▶ **Task to carry out**
The lines to copy are those holding the string "storm" in the entries below.

▶ **Record extracts**
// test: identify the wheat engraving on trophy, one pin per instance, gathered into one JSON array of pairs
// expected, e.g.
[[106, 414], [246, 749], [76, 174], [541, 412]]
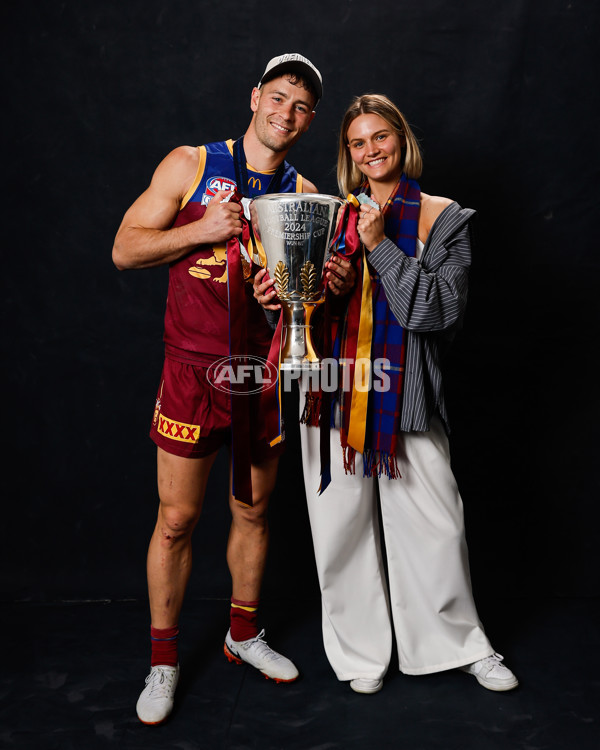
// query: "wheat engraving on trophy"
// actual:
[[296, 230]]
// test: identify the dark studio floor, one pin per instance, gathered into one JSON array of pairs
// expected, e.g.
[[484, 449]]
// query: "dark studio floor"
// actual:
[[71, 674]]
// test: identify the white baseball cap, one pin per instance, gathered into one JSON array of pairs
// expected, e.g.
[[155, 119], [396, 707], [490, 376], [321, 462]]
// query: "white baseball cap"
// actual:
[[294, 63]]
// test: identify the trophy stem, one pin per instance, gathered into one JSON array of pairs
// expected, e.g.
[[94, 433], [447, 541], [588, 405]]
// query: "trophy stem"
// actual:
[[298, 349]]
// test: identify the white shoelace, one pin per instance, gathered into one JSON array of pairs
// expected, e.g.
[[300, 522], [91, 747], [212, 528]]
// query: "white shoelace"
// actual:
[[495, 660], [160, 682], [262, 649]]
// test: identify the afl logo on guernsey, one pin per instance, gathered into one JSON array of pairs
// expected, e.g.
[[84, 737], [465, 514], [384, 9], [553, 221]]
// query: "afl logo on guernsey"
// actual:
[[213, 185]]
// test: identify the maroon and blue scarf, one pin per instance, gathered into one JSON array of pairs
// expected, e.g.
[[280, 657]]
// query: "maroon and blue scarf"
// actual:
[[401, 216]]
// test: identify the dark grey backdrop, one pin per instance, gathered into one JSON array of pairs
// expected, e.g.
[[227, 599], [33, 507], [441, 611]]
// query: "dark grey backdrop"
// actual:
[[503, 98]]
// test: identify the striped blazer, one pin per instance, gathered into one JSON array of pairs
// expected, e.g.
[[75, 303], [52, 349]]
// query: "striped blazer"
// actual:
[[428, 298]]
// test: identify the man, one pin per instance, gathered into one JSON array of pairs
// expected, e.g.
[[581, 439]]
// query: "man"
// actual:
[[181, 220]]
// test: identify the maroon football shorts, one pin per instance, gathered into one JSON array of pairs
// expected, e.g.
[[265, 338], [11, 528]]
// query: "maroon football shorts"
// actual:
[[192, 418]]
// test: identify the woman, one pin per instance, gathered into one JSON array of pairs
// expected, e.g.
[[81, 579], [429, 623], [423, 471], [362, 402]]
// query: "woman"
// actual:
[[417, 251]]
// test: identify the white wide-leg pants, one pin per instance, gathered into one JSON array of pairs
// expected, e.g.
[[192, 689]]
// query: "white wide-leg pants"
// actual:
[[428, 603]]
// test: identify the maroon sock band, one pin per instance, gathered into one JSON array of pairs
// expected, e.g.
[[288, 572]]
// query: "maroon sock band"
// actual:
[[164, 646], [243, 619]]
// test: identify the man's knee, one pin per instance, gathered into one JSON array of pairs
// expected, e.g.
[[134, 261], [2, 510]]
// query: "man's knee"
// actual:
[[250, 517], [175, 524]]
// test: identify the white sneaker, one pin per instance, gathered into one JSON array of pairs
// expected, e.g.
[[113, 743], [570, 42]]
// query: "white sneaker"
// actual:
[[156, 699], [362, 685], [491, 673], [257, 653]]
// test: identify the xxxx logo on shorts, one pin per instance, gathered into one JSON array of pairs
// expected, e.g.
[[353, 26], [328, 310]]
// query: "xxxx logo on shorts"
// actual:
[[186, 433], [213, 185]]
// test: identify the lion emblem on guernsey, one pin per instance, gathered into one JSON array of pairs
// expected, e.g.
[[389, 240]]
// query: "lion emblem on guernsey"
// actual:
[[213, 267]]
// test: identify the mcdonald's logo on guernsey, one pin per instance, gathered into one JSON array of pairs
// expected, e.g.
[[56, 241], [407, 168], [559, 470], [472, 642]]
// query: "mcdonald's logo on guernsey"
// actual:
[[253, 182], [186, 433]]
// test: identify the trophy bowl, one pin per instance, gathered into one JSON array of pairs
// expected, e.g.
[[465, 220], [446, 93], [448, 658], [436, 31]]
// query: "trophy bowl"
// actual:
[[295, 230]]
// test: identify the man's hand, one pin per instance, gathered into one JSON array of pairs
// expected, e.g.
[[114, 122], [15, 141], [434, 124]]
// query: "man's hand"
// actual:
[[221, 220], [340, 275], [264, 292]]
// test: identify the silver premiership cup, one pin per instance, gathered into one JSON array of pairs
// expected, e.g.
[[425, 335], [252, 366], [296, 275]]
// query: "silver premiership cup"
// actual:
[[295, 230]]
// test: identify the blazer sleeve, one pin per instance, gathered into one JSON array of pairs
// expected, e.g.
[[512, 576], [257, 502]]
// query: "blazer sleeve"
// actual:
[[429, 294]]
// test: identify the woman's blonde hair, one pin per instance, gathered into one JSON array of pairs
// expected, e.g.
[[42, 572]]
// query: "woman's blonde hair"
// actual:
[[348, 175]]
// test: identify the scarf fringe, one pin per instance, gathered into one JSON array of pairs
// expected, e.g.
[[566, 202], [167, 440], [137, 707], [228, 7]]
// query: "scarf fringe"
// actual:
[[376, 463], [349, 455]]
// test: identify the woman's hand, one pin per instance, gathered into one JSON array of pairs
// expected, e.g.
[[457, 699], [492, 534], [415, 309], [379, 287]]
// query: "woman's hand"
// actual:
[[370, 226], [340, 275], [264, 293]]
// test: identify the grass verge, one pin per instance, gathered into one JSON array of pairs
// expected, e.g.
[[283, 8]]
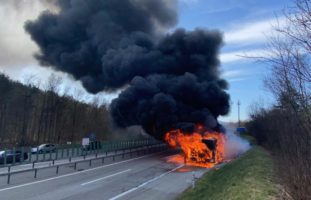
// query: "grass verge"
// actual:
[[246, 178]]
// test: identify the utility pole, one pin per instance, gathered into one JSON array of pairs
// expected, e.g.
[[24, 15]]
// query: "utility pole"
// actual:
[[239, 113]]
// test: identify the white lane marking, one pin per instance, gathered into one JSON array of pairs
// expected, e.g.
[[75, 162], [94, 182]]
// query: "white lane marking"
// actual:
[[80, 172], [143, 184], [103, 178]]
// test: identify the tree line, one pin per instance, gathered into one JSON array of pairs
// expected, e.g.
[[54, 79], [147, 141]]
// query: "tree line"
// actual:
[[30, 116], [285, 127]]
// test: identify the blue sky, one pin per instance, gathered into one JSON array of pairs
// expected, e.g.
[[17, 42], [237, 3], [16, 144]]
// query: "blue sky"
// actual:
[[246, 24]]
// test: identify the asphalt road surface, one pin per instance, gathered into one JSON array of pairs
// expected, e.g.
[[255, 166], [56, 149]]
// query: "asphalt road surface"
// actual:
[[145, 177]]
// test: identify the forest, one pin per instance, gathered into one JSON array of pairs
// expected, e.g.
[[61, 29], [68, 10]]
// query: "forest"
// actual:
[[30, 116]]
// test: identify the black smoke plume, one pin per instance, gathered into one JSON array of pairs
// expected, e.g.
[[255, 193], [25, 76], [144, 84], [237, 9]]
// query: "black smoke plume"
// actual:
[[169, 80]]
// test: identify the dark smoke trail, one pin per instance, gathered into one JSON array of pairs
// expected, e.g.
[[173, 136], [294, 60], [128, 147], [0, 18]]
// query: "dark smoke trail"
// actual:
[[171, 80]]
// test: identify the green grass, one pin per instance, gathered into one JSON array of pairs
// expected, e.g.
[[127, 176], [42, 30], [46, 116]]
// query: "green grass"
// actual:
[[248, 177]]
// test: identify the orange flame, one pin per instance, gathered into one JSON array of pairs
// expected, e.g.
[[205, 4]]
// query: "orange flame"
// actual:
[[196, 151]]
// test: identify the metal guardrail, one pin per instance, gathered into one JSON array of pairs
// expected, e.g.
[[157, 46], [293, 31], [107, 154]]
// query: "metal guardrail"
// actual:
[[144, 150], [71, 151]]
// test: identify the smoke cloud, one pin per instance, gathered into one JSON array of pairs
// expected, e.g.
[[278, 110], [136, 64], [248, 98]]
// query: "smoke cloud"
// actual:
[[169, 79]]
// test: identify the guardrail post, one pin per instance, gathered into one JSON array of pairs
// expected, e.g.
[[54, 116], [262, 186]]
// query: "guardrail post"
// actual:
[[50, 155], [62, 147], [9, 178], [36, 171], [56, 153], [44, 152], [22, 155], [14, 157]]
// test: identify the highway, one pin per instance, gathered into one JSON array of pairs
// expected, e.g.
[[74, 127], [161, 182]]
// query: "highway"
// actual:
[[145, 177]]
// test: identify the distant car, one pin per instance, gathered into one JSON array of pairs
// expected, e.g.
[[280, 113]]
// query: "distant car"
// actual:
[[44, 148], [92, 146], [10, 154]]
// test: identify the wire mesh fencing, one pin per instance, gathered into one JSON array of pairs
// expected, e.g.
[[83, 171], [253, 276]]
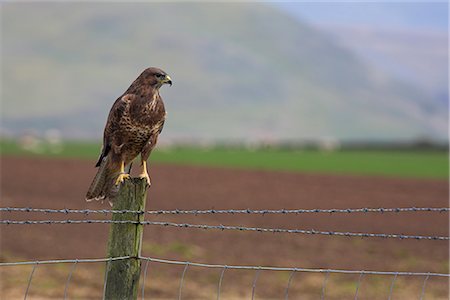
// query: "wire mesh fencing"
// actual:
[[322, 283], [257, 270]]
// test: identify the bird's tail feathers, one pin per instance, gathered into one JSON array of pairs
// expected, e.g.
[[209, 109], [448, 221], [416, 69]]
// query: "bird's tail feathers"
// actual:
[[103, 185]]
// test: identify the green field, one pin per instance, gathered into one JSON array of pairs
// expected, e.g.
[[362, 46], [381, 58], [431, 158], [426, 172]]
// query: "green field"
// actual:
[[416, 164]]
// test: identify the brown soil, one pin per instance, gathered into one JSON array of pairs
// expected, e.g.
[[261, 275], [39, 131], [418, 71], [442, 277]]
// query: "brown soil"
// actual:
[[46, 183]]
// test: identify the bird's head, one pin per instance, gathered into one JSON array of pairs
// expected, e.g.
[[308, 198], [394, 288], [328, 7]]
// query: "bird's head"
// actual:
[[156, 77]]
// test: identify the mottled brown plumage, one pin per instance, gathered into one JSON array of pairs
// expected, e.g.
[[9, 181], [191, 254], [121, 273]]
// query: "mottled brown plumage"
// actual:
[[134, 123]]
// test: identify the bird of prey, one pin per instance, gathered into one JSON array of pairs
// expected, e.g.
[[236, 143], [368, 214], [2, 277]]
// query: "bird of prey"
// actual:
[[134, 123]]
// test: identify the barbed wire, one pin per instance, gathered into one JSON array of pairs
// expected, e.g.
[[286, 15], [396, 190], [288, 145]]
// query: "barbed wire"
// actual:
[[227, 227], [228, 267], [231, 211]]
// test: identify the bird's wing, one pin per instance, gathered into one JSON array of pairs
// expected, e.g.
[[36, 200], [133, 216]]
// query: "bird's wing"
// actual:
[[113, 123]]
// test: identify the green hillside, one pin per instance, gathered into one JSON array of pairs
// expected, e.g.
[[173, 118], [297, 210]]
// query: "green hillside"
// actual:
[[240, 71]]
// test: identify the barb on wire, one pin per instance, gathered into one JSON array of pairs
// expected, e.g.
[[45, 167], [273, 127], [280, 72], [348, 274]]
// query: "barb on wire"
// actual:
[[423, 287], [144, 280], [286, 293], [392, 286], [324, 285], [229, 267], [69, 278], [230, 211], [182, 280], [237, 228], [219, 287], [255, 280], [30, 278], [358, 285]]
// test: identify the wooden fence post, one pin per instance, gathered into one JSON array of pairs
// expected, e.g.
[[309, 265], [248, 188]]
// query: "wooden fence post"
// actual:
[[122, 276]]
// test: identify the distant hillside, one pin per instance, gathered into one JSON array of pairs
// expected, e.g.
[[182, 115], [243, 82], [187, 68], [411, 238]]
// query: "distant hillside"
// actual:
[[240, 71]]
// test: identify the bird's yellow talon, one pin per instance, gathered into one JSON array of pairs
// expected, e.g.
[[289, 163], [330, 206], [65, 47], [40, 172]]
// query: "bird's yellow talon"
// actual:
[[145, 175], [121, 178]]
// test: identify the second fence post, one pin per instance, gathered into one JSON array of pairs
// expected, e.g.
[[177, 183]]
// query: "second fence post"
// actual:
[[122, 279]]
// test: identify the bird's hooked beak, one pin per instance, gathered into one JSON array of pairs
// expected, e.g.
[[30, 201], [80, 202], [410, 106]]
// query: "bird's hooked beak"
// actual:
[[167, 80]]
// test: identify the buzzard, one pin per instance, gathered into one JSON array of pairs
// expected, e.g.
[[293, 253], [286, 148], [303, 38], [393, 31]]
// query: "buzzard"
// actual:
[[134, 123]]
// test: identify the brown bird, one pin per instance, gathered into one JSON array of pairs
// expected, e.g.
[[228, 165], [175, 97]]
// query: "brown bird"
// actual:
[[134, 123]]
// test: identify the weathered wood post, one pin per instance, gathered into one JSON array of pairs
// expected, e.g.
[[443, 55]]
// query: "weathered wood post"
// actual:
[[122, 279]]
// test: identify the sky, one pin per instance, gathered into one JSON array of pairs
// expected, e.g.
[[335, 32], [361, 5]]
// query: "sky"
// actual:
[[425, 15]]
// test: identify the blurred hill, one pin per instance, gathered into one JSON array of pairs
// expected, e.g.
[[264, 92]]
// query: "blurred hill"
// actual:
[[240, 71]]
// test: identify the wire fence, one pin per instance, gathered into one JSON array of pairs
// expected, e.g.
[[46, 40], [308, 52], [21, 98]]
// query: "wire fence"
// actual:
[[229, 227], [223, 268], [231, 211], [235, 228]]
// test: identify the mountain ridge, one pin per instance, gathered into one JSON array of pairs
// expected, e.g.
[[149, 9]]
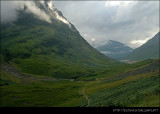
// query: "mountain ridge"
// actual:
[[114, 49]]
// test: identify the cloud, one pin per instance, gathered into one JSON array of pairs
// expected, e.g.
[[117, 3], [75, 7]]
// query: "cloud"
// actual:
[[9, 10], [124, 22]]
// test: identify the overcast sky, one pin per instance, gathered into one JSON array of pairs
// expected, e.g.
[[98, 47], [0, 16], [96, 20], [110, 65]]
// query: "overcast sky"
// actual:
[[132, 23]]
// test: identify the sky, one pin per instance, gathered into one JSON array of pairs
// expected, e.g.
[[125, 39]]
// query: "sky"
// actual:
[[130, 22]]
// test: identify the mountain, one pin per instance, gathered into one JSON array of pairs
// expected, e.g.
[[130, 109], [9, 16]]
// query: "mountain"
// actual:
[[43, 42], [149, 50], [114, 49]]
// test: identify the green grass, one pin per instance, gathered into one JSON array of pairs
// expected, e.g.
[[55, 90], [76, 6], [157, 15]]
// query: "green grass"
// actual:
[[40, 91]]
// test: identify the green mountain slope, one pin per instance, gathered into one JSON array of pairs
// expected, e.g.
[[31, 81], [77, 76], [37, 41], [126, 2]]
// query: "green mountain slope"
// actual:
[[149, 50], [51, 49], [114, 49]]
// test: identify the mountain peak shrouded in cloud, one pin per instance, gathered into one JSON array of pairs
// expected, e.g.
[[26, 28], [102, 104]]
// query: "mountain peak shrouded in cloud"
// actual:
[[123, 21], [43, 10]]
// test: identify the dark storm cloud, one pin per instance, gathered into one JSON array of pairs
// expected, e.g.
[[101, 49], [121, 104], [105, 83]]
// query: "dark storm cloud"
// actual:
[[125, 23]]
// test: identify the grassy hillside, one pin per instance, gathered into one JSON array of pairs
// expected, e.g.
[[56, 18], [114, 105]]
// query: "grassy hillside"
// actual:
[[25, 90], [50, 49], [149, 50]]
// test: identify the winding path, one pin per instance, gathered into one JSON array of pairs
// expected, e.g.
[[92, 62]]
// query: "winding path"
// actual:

▶ **Answer to this exercise**
// test: identify the dark storm cloud, one pin per instance, gathered into one JSON array of pairs
// query: "dark storm cloud"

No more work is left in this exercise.